Text section

Reviewers' comments:

Reviewer's Responses to Questions

Comments to the Author

1. Is the manuscript technically sound, and do the data support the conclusions?

The manuscript must describe a technically sound piece of scientific research with data that supports the conclusions. Experiments must have been conducted rigorously, with appropriate controls, replication, and sample sizes. The conclusions must be drawn appropriately based on the data presented.

Reviewer #1: Partly

Reviewer #2: Yes

**********

2. Has the statistical analysis been performed appropriately and rigorously?

Reviewer #1: Yes

Reviewer #2: Yes

**********

3. Have the authors made all data underlying the findings in their manuscript fully available?

The PLOS Data policy requires authors to make all data underlying the findings described in their manuscript fully available without restriction, with rare exception (please refer to the Data Availability Statement in the manuscript PDF file). The data should be provided as part of the manuscript or its supporting information, or deposited to a public repository. For example, in addition to summary statistics, the data points behind means, medians and variance measures should be available. If there are restrictions on publicly sharing data—e.g. participant privacy or use of data from a third party—those must be specified.

Dataset content
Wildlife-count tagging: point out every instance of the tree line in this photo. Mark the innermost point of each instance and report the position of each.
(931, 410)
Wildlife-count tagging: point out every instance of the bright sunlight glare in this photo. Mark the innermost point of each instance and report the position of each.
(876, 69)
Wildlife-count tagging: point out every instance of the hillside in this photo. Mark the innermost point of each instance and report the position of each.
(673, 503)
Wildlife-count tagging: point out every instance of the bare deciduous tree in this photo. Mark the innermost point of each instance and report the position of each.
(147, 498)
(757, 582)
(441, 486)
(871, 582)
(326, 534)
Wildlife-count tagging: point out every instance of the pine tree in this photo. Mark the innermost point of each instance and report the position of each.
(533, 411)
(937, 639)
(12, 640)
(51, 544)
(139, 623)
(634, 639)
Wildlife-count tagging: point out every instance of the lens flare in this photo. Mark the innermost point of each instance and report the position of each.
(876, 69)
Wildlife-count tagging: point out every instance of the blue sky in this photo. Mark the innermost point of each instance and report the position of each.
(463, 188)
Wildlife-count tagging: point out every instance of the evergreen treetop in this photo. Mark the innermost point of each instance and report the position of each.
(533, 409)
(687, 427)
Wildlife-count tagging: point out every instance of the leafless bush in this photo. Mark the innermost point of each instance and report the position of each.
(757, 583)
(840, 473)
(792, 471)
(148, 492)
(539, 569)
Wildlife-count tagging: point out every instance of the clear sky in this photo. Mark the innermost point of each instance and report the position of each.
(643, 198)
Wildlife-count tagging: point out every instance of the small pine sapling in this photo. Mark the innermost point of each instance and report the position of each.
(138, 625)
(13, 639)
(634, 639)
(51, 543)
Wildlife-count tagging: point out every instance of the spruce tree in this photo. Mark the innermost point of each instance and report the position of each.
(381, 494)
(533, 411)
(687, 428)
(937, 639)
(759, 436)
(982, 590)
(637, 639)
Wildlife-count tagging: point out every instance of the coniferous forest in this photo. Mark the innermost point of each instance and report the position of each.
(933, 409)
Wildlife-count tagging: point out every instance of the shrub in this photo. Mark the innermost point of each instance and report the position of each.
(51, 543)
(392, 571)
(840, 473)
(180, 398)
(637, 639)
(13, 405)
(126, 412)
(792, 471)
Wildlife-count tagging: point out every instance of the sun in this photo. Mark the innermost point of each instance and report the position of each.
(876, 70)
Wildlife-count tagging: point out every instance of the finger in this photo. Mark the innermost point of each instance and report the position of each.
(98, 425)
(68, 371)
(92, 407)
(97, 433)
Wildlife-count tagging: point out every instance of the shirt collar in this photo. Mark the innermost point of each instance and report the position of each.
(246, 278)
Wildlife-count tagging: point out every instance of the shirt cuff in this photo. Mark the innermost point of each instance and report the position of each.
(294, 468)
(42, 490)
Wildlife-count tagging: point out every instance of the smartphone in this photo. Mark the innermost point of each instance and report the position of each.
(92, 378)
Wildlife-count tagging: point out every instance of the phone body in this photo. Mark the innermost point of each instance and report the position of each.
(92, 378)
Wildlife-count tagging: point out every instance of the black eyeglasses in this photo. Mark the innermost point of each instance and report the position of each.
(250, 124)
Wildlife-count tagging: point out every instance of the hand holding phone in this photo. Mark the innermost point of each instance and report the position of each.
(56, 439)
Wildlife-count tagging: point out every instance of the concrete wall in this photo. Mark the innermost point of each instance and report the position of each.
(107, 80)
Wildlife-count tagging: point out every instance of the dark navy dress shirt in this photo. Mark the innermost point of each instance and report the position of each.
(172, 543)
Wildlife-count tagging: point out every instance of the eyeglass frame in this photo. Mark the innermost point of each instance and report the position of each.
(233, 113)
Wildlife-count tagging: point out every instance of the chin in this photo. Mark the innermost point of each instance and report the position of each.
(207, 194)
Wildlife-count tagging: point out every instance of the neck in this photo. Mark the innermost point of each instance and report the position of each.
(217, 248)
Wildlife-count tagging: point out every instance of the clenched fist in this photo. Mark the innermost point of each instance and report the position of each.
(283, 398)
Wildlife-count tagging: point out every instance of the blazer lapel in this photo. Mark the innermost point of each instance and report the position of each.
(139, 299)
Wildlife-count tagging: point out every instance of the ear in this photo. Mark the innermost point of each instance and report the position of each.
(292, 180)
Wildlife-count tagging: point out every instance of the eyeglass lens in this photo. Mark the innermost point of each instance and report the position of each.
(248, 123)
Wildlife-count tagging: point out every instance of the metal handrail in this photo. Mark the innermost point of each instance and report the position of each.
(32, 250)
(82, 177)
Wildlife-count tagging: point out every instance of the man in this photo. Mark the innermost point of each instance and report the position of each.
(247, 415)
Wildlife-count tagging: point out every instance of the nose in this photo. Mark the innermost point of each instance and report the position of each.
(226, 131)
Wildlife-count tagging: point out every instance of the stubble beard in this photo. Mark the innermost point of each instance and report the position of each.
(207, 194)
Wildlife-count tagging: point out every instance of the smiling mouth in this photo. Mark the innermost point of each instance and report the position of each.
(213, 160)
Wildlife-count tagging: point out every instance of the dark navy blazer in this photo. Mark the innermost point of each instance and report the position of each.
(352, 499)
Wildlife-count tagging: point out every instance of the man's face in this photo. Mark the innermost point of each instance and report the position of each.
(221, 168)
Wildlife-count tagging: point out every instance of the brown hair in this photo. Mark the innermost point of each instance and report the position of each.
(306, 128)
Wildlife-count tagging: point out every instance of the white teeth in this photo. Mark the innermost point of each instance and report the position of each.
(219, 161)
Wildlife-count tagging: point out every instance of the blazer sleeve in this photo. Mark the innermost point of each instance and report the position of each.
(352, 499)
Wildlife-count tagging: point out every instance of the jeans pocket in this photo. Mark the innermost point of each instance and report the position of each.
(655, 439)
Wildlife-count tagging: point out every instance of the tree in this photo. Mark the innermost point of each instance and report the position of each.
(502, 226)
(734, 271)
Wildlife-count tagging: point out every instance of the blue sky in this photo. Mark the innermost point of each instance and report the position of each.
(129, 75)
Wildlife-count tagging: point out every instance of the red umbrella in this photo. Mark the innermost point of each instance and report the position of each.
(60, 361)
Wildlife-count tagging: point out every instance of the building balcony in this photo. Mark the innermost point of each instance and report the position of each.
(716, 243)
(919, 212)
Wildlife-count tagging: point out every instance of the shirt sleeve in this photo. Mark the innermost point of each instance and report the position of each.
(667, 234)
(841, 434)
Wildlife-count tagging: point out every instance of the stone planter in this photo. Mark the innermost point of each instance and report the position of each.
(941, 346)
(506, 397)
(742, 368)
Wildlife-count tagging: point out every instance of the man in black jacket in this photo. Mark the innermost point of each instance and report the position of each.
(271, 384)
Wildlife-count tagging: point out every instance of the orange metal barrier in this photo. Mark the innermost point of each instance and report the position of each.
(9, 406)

What this exercise asks
a) In the reviewers' comments, how did Reviewer #1 answer the item about whether the manuscript is technically sound and whether the data support the conclusions?
b) Identify each line of the records that contains the string "shirt".
The text and the records have no connection to each other.

Responses to the exercise
a) Partly

b)
Wildlife-count tagging: point out every instance of the shirt collar in this photo. Mark the innermost point of each instance and report the position of each.
Wildlife-count tagging: point out every instance of the shirt cuff in this photo. Mark the innermost point of each instance and report the position of each.
Wildlife-count tagging: point out every instance of the dark navy dress shirt in this photo. Mark the innermost point of each instance and report the position of each.
Wildlife-count tagging: point out every instance of the shirt sleeve in this photo. Mark the innermost point of each instance and report the position of each.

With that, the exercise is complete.